### WHAT IS REQUIRED
Rewrite all of the records below, putting "Points" in place of each "Coordinates" and keeping everything else the same.
[START GIVEN DATA]
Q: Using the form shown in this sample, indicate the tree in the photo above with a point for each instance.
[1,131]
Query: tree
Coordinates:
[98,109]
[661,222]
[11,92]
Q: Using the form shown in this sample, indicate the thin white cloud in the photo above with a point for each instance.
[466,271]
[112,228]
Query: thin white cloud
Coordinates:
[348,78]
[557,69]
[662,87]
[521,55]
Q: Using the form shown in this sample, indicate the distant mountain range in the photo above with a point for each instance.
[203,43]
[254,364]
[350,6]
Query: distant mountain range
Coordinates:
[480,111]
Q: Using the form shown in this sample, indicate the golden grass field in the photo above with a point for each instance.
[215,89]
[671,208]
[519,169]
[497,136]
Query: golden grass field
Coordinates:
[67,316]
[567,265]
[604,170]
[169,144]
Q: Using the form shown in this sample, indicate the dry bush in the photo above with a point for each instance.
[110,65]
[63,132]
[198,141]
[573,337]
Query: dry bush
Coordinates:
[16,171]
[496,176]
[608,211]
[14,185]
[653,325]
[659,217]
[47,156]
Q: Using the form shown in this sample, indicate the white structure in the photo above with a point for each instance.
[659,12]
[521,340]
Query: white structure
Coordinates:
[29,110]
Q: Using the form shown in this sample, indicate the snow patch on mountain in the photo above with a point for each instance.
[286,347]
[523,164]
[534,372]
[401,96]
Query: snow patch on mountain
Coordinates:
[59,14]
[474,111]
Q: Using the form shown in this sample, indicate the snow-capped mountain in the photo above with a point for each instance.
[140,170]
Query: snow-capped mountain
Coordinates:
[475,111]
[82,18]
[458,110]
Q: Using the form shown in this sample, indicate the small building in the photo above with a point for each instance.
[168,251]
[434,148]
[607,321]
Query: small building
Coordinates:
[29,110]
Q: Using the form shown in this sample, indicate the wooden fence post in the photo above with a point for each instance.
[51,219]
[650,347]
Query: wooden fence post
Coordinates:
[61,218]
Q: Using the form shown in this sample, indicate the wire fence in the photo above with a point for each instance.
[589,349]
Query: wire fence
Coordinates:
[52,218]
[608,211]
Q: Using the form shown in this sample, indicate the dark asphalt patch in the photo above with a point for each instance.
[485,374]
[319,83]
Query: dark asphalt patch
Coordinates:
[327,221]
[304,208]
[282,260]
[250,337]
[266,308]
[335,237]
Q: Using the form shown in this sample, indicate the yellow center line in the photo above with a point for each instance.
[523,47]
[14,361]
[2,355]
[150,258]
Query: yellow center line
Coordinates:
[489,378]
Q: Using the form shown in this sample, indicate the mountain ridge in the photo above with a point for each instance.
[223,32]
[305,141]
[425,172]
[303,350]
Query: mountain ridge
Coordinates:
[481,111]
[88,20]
[END GIVEN DATA]
### OUTPUT
Q: Using the form shown in this sample, indicate the tree in the photo above with a point for each instance.
[1,131]
Query: tree
Points:
[98,109]
[661,222]
[11,92]
Q: Using the form shown in this sample, indicate the thin white cloud in the photo above with a point for each instance.
[466,271]
[112,228]
Query: thin white cloud
Points:
[348,78]
[557,69]
[662,87]
[521,55]
Q: Using the form shown in this sample, indicate the distant mountain range in the photo above with a point for each instance.
[203,43]
[254,364]
[350,6]
Query: distant mountain range
Points:
[480,111]
Q: Using the form shown in this sample, indicate the golden grass field in the photo above with a point for each instance.
[215,89]
[671,208]
[519,169]
[497,136]
Query: golden grass field
Points:
[67,316]
[567,265]
[604,170]
[169,144]
Q: Using the form shown in this sample, indicate the dry bush in the photo above with a point for each instance.
[110,65]
[63,132]
[198,141]
[573,337]
Query: dry bush
Points:
[16,171]
[496,176]
[608,211]
[14,185]
[653,325]
[659,217]
[47,156]
Q: Using the form shown in this sample, indicate the white structure in the photo above with a point for each instance.
[659,12]
[521,340]
Query: white structure
Points:
[29,110]
Q: Using the form shown in this sample, indicate the snow patch on mountain in the photo above with a point for each instance.
[286,347]
[523,164]
[534,372]
[401,96]
Query: snow patch on mountain
Points:
[59,14]
[474,111]
Q: Using the form shown in this sample, indicate the snow-capped mountain in the photo above with a point for each instance.
[140,170]
Query: snow-capped mountain
Points:
[475,111]
[82,18]
[458,110]
Q: Using the form shown in this sample, indicate the small building in the photo above with a point for each instance.
[168,251]
[434,148]
[607,321]
Query: small building
Points:
[29,110]
Q: Using the form shown in this sample, indicate the wooden fence post in the photo above with a point for each instance.
[51,219]
[650,347]
Query: wooden fence post
Points:
[61,218]
Q: Using the form shown in this sample, indicate the wire fence in the photo above with a point for each instance.
[589,349]
Query: wire fence
Points:
[52,218]
[608,211]
Q: Using the form shown in this sample, indicate the dark asphalt patch in the photo above with a point for each instance.
[485,374]
[319,83]
Query: dark asphalt patch
Points:
[327,221]
[304,208]
[282,260]
[250,337]
[266,308]
[335,237]
Q: Using the form shown in this sample, indicate the yellow center line in the photo above with a point for each instance.
[523,47]
[14,361]
[2,355]
[150,258]
Query: yellow center line
Points:
[489,378]
Q: Using the form shown in this sample, indicate the mountain ridge in the photo above with a point for each instance.
[223,32]
[305,141]
[425,172]
[303,350]
Query: mountain ridge
Points:
[481,111]
[88,20]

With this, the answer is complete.